3rd page of 4
One day, I decided to explore
the old town, built on a hill by the Phoenicians and surrounded
by huge stone battlements. Thinking I’d get some nice
sunrise shots of the fortress walls and cobblestone streets,
I brought my girlfriend’s camera along. The streets
were deserted. It was that time of morning when the night
people had gone to bed and the day people had not yet risen,
giving the ancient town a few moments to itself.
I wove my
way up the steep, narrow streets into the less traveled area
of town. Turning a corner, I found myself in a cu-de-sac,
the crumbling buildings at each side of me almost an arms
width apart, seemingly connected by a web of clothes lines
that hung across the alley. As I was looking up, I almost
tripped over some children who were lounging on a mattress
at my feet. I stopped short and stared.
Ibiza, Spain, Summer
“What do you want?” one of the
children asked, also taken by surprise. He was about seven.

Point-based annotation data

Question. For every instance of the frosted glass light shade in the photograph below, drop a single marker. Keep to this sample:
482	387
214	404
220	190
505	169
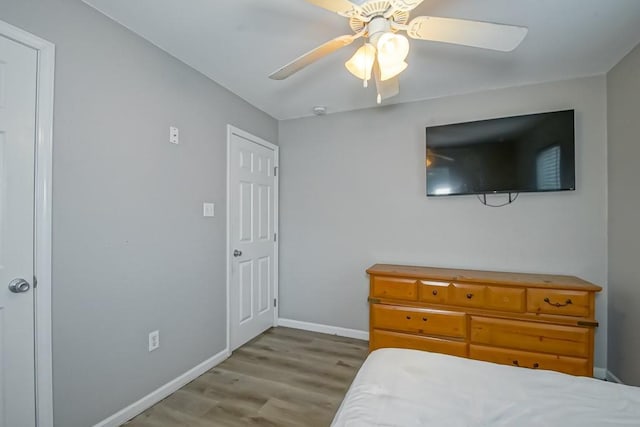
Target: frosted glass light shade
361	63
392	48
390	71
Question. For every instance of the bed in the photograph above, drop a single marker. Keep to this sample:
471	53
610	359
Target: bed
399	387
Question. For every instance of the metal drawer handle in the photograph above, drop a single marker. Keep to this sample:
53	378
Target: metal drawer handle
557	304
19	286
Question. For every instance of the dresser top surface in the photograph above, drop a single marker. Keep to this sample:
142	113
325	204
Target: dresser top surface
479	276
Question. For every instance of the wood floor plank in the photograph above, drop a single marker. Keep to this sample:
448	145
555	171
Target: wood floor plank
284	377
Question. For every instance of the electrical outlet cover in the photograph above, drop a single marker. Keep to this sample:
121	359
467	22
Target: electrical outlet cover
154	340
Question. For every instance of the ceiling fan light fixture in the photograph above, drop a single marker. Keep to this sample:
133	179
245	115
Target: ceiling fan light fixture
361	63
392	48
390	71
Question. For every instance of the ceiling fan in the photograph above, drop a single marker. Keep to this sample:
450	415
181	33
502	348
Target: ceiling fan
384	52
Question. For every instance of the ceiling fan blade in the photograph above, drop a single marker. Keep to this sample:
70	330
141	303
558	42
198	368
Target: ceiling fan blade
405	5
486	35
388	88
341	7
312	56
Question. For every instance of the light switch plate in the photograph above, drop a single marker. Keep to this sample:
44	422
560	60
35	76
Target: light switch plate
208	209
174	136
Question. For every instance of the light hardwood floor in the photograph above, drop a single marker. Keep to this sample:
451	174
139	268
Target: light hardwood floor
284	377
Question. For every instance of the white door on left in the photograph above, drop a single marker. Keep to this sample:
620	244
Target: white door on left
18	74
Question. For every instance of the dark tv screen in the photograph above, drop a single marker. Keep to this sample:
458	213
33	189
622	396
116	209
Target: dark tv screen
528	153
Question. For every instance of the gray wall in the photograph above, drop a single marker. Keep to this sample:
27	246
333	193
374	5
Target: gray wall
132	252
353	194
623	89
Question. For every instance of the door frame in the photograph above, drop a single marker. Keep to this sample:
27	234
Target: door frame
231	130
42	227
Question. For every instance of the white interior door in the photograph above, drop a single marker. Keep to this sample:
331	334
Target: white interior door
18	73
252	245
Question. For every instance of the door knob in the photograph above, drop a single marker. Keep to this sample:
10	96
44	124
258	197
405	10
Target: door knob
19	286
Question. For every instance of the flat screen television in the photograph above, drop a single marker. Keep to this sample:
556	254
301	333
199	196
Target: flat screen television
517	154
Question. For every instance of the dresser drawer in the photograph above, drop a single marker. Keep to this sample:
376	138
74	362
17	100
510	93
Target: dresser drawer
505	299
433	292
386	339
526	359
533	336
467	295
394	288
417	320
556	301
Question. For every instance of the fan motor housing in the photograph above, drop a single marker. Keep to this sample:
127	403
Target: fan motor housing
377	8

» **Actions to take**:
A - Condense the paragraph of the Ibiza old town story that begins "One day, I decided to explore" into a shorter version that keeps its main facts.
B - Pick up the Ibiza old town story from its last sentence and carry the scene forward.

» **Results by task**:
A - One morning I set out to explore the old town, which the Phoenicians built on a hill and ringed with huge stone battlements. Hoping for sunrise shots of the fortress walls and cobblestone streets, I took my girlfriend's camera. The streets were empty. The night people had gone to bed and the day people were not yet up, so the ancient town briefly had itself to itself.

B -
In his arms, he held a very fat and happy baby.
“I want to sit down?”
I replied, out of breath. It was already getting hot and the
hill had been steep.
He moved over to give me space
on the mattress.
We said nothing at first, him playing with the baby and his
little sister, and me catching my breath. Then he started
talking, partly to me, partly to the narrow alley walls.
It was hot that summer and they had dragged the mattress out
of their small apartment onto the street to sleep in the fresh
air. They were Gitanos, or Spanish Roma. Sometimes the cops
came in the night and bothered them.
One or two Gitano drug
dealers gave the rest a bad name, and the police did not care
enough to make distinctions. His father was in jail for something
he did not do, and the police had it out for his mother because
they said she should be there too.
“Sometimes I get scared.”
He was no longer talking to the walls.
“I understand.” I said.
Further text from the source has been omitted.